[Exercise text — start]

Why Isn't Fish Considered Meat During Lent?

iStock.com/Nataliia Mysak
iStock.com/Nataliia Mysak

For six Fridays each spring, Catholics observing Lent skip sirloin in favor of fish sticks and swap Big Macs for Filet-O-Fish. Why?

Legend has it that, centuries ago, a medieval pope with connections to Europe's fishing business banned red meat on Fridays to give the industry a boost. That story isn't true. Sunday school teachers have a more theological answer: Jesus fasted for 40 days and died on a Friday. Catholics honor both occasions by making a small sacrifice: avoiding animal flesh one day out of the week. That explanation is dandy for a homily, but it doesn't explain why only red meat and poultry are targeted and seafood is fine.

For centuries, the reason evolved with the fast. In the beginning, some worshippers only ate bread. But by the Middle Ages, they were avoiding meat, eggs, and dairy. By the 13th century, the meat-fish divide was firmly established—and Saint Thomas Aquinas gave a lovely answer explaining why: sex, simplicity, and farts.

In Part II of his Summa Theologica, Aquinas wrote:

"Fasting was instituted by the Church in order to bridle the concupiscences of the flesh, which regard pleasures of touch in connection with food and sex. Wherefore the Church forbade those who fast to partake of those foods which both afford most pleasure to the palate, and besides are a very great incentive to lust. Such are the flesh of animals that take their rest on the earth, and of those that breathe the air and their products."

Put differently, Aquinas thought fellow Catholics should abstain from eating land-locked animals because they were too darn tasty. Lent was a time for simplicity, and he suggested that everyone tone it down. It makes sense. In the 1200s, meat was a luxury. Eating something as decadent as beef was no way to celebrate a holiday centered on modesty. But Aquinas had another reason, too: He believed meat made you horny.

[Exercise text — finish]

▶ [Complete the following]:
**1.** Extract every line of the listing that contains the string "then", treating uppercase and lowercase letters as different.
**2.** Carry on the article about why fish isn't counted as meat during Lent, starting right after its final sentence.

[Input — start]

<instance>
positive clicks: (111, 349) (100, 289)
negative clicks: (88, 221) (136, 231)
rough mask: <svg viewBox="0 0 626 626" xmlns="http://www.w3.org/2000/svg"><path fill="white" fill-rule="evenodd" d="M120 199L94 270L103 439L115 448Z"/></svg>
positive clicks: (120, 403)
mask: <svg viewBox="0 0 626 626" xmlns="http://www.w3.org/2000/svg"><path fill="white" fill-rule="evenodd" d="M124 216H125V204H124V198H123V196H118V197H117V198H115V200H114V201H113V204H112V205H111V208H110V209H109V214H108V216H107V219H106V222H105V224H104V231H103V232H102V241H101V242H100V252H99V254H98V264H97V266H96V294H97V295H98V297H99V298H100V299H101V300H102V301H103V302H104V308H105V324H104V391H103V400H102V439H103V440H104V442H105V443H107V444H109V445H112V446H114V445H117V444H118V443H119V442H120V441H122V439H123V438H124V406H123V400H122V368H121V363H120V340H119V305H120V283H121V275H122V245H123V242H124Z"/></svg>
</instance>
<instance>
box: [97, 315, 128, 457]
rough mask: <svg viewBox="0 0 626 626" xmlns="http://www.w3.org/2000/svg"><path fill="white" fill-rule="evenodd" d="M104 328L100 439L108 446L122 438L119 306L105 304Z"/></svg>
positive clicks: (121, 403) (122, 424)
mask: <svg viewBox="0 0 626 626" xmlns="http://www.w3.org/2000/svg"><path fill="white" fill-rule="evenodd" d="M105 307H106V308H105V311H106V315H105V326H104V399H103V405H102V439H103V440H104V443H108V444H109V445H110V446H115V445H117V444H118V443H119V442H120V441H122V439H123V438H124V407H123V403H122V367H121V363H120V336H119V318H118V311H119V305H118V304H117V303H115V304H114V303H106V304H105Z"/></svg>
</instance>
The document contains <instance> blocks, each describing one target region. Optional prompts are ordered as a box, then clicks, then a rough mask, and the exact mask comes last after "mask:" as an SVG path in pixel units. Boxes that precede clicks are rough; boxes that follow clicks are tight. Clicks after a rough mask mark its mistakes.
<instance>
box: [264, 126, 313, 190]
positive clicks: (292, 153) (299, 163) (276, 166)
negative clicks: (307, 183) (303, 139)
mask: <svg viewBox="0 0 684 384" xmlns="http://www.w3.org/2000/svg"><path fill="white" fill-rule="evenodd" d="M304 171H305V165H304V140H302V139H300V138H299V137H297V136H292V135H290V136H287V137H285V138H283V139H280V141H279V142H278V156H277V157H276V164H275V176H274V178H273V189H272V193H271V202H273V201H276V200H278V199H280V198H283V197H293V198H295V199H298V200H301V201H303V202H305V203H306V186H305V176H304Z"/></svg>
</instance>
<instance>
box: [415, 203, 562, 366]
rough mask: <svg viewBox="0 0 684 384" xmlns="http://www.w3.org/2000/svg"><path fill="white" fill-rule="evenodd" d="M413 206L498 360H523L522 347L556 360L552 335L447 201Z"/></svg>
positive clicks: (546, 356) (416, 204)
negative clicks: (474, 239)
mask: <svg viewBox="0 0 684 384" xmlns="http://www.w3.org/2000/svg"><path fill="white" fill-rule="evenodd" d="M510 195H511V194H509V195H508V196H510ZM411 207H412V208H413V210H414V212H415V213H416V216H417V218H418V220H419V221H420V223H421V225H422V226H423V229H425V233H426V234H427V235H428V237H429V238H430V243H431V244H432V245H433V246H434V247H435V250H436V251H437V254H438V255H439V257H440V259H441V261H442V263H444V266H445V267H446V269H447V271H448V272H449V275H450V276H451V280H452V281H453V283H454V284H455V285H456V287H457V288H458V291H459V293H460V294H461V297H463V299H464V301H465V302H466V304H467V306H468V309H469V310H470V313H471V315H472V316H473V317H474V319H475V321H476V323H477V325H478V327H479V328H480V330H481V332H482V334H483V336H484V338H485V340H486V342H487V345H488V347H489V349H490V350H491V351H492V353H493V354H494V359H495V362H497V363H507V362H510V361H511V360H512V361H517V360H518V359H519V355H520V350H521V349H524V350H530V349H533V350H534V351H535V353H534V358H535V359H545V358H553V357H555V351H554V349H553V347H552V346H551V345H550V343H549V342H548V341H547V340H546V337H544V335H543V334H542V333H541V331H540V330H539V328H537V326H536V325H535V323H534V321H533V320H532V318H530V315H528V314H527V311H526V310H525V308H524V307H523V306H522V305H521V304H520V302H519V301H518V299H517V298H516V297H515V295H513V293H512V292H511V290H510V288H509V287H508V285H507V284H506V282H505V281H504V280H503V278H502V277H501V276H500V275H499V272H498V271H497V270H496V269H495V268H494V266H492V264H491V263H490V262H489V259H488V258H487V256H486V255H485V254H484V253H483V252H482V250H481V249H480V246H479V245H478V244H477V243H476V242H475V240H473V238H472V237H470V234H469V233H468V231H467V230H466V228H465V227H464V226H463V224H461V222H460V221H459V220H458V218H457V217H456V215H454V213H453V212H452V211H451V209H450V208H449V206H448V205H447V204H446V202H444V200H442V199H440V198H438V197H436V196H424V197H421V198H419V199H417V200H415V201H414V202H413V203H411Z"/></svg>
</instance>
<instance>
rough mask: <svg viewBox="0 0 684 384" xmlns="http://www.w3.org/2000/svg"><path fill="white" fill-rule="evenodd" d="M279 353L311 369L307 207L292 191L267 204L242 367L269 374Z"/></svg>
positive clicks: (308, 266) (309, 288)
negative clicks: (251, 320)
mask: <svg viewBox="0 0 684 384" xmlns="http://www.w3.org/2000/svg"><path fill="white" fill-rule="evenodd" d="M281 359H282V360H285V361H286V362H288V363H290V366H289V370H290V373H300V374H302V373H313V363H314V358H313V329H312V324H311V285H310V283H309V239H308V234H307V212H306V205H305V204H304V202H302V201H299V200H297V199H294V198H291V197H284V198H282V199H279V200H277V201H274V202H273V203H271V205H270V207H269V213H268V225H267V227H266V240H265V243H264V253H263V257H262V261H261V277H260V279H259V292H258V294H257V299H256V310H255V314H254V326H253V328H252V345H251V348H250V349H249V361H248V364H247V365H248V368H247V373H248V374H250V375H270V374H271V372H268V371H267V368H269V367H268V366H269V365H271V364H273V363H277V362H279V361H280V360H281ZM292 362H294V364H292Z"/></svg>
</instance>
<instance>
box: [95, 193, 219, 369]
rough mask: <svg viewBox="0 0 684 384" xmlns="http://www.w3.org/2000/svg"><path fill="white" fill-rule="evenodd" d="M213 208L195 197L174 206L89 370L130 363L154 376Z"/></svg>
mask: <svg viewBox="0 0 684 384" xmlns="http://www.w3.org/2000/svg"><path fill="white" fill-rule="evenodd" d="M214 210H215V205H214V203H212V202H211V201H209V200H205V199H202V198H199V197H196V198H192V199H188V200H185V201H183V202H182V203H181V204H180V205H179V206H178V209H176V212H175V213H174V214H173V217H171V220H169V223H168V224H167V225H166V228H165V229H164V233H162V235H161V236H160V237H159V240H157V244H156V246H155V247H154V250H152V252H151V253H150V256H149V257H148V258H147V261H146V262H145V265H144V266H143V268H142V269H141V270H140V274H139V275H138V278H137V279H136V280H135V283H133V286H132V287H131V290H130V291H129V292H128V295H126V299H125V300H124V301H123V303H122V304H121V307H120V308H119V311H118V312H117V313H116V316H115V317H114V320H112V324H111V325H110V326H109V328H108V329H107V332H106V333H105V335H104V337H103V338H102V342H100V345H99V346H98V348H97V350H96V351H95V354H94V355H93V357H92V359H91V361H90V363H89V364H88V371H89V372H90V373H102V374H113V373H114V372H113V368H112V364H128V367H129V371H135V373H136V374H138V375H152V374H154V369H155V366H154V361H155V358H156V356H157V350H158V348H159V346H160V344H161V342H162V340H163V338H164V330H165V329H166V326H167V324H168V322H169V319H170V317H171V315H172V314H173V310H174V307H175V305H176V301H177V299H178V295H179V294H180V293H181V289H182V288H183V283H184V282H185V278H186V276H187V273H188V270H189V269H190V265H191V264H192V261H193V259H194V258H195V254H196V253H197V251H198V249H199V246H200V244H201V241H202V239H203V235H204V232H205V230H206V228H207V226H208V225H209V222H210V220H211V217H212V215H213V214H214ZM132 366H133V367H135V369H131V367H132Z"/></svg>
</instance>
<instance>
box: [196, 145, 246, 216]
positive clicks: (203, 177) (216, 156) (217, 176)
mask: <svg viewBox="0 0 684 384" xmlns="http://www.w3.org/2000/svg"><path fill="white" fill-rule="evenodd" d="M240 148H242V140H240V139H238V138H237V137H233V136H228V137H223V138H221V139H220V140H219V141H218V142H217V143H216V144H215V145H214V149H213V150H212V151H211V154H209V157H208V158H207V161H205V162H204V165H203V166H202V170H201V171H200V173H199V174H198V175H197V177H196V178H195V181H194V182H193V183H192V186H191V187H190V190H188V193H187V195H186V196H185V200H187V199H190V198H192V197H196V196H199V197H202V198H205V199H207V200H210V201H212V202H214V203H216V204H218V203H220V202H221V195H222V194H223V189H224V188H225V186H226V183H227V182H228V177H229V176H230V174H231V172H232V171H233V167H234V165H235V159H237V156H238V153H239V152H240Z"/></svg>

[Input — finish]
[Input — start]

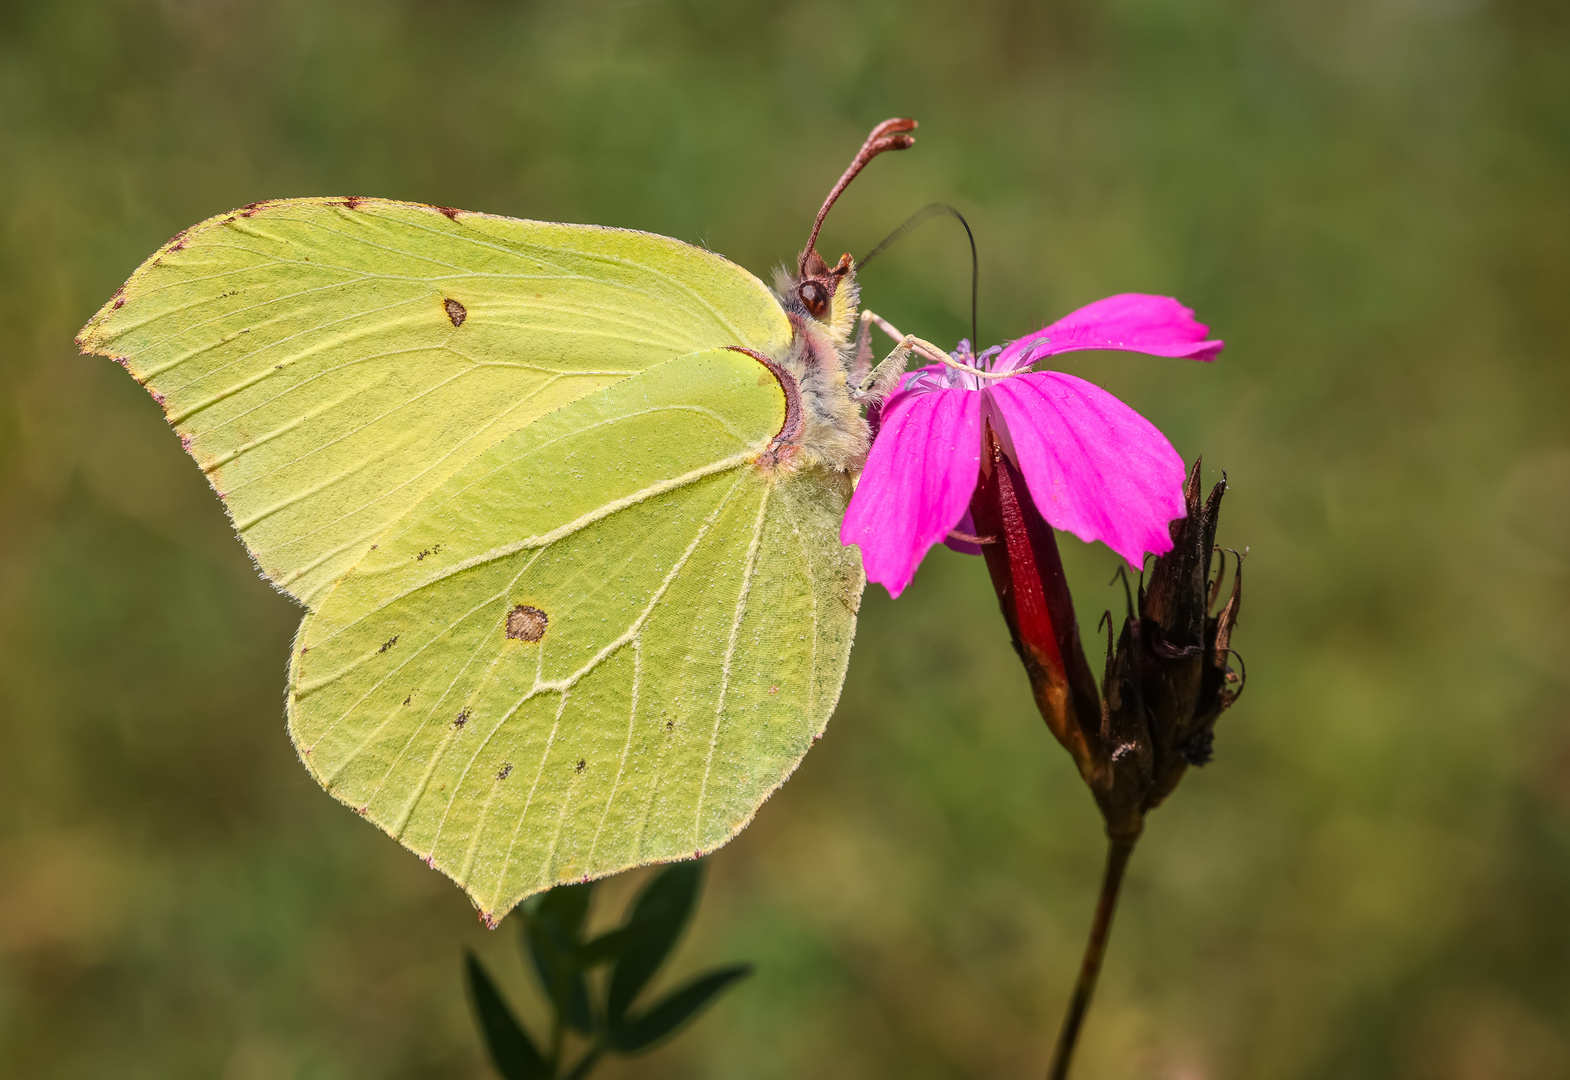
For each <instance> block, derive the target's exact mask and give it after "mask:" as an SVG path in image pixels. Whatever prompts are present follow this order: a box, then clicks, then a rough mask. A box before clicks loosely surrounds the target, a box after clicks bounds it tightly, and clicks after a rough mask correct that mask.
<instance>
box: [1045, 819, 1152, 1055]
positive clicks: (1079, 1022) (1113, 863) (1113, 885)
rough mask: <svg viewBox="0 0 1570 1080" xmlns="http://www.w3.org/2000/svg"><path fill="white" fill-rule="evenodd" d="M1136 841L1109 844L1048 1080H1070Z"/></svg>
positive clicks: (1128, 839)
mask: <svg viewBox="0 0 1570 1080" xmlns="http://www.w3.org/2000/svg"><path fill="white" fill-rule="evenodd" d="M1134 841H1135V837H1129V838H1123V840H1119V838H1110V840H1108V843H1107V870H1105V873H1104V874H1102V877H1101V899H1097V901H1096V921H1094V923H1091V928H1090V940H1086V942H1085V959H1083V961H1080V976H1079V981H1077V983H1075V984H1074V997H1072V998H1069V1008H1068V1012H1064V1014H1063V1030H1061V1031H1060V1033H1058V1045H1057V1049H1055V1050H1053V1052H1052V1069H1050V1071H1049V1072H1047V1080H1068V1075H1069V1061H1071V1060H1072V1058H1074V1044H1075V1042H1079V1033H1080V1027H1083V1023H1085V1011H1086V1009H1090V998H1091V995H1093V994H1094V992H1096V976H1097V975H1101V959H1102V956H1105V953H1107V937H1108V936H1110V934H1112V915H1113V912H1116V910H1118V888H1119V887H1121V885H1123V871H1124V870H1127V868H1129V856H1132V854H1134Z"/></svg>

[Input — finish]

▶ [Results]:
**1.**
The document contains <instance> blocks, each describing one target region. Optional prompts are ordered as a box, then clicks, then a rough mask, and the exact mask comes last after "mask:" as an SVG path in pixel units. Boxes that precede clicks are rough; boxes that follow clicks are tight. Clicks after a rough mask mark its mistakes.
For each <instance> block, derive the target's exact mask and give it after "mask:" as an SVG path in image pixels. Whatever prompts are present follow this order: a box, then clicks, then a rough mask. A box before clicks loosely surrounds the target, a box after clicks bounds it tightly, and clicks after a rough mask correct that mask.

**2.**
"For, since such like animals are more like man in body, they afford greater pleasure as food, and greater nourishment to the human body, so that from their consumption there results a greater surplus available for seminal matter, which when abundant becomes a great incentive to lust. Hence the Church has bidden those who fast to abstain especially from these foods."

There you have it. You can now blame those impure thoughts on a beef patty. (Aquinas might have had it backwards. According to the American Dietetic Association, red meat doesn't boost "seminal matter." Men trying to increase their sperm count are generally advised to cut back on meat. However, red meat does improve testosterone levels, so it's give-and-take.)

Aquinas gave a third reason to avoid meat—it won't give you gas. "Those who fast," Aquinas wrote, "are forbidden the use of flesh meat rather than of wine or vegetables, which are flatulent foods." Aquinas argued that "flatulent foods" gave your "vital spirit" a quick pick-me-up. Meat, on the other hand, boosts the body's long-lasting, lustful humors—a religious no-no.

But why isn't fish considered meat?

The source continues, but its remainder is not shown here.